start Text

Let’s take a moment to review what’s allowable this year:

2014 contribution limits for traditional IRAs are $5,500 for the year – actually, through next April 15th, provided you meet the income requirements. The income thresholds are tougher to meet if you are covered by a workplace retirement plan, however.
Catch-up contributions

If you are 50 or older, or you will turn 50 by the end of the calendar year, however, you’re eligible to throw in another $1,000 in catch-up contributions. So that means your limit for 2014 is $6,500.

The same limits apply to the Roth IRA, though the income limitations are much more generous: Single taxpayers can make a full contribution up to an adjusted gross income of $114,000, and the allowable contribution phases out at $129,000.

If you’re married and file jointly, you can make the full $5,500 contribution (plus allowable catch-up contributions) up to an AGI of $181,000, after which time your allowable contribution phases out gradually until it reaches zero at $191,000 for the year.

Rollovers from other qualified tax-deferred retirement plans, such as 401(k) plans, are unlimited for the traditional IRA. Some limitations may apply to rollovers from tax-deferred plans to Roth IRAs, since the income you realize counts against you when it comes to the adjusted gross income contribution phaseouts.

SEPs or Simplified Employee Pension Plans

While most of the press you read refers to Self-Directed IRAs, remember that you can also establish a Self-Directed SEP IRA. These have all the advantages of a self-directed traditional IRA, with the additional advantage of a much higher contribution limit.

For 2014, your allowable maximum dollar allocation to a SEP IRA, whether it’s a Self-Directed SEP IRA otherwise, is $52,000. That’s a $1,000 increase over last year, so if you were making regular monthly contributions to max out your contribution, it’s time to increase those contributions. The maximum compensation limit, overall, is $260,000, which is a $5,000 increase from tax year 2013.

You have until April of 2015 to make contributions for tax year 2014 SEPs. If you filed for an extension, you can still make the contribution until the date the tax return is due.

end Text

__Work instructions__
• 1. List every adjusted gross income figure that the IRA text gives for the Roth IRA.
• 2. Please repeat the IRA text word for word between "While most of" and "higher contribution limit.", inclusive.
The items aren't needed for this work.

start Given information

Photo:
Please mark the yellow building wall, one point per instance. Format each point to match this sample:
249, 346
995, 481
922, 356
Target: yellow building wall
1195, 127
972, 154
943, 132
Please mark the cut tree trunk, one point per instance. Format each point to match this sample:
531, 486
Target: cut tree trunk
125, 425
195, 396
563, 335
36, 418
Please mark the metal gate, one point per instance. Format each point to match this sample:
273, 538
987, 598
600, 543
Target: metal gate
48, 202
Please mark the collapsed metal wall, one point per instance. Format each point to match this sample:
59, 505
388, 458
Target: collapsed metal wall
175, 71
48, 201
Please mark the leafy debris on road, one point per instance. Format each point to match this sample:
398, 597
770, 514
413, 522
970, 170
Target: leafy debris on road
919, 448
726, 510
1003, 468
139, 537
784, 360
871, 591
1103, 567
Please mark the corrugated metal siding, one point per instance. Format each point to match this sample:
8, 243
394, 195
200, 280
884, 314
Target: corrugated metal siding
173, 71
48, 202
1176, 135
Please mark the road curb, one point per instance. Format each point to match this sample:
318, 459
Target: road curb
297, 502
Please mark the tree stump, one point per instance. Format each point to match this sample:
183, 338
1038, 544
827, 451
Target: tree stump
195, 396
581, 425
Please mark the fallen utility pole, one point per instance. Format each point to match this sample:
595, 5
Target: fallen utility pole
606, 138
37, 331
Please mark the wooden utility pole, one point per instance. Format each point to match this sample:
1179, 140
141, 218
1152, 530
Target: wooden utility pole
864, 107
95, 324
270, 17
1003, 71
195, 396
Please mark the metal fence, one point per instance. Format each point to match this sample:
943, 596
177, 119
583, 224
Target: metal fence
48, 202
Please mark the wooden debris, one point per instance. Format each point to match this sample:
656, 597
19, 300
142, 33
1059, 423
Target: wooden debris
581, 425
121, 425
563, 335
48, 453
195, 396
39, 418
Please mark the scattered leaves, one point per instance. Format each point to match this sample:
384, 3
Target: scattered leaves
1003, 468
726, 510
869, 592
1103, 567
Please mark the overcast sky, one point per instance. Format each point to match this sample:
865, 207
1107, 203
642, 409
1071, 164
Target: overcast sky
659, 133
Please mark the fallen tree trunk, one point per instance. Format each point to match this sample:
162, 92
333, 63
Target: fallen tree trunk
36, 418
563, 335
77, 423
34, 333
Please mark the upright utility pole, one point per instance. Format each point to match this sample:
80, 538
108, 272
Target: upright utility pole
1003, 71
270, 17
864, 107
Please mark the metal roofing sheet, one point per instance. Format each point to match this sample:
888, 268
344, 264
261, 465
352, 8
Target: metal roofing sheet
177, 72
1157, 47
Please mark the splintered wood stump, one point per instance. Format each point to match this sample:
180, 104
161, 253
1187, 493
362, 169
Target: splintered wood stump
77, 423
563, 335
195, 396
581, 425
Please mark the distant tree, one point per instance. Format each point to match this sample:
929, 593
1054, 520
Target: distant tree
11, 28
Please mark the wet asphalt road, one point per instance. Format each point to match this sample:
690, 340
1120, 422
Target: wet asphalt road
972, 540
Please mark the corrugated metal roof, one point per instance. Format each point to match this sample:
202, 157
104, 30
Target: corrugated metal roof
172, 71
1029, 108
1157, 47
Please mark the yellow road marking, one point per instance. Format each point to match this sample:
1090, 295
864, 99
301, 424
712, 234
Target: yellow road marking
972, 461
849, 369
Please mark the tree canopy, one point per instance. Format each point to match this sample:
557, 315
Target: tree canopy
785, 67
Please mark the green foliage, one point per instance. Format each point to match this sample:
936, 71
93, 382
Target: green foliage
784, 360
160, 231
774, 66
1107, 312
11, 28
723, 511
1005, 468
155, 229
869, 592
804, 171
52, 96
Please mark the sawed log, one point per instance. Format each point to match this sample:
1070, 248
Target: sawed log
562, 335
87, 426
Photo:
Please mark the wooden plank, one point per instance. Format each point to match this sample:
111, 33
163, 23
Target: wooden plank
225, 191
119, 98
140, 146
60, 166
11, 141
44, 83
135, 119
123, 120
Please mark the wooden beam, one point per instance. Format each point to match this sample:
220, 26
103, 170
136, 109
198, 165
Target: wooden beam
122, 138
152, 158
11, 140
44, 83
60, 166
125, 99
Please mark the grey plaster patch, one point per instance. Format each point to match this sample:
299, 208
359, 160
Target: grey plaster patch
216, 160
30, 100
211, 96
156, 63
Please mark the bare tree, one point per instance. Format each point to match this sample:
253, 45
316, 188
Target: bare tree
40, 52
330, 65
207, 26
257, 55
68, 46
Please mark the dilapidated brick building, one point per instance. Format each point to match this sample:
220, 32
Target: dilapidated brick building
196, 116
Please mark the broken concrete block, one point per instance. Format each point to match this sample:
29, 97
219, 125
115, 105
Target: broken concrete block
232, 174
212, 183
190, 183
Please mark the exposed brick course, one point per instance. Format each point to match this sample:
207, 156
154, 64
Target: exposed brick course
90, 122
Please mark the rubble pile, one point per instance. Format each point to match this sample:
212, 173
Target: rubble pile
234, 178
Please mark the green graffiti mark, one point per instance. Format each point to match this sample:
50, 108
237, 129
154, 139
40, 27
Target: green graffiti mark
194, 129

end Given information

__Expected outputs__
• 1. $114,000, $129,000, $181,000, $191,000

• 2.
While most of the press you read refers to Self-Directed IRAs, remember that you can also establish a Self-Directed SEP IRA. These have all the advantages of a self-directed traditional IRA, with the additional advantage of a much higher contribution limit.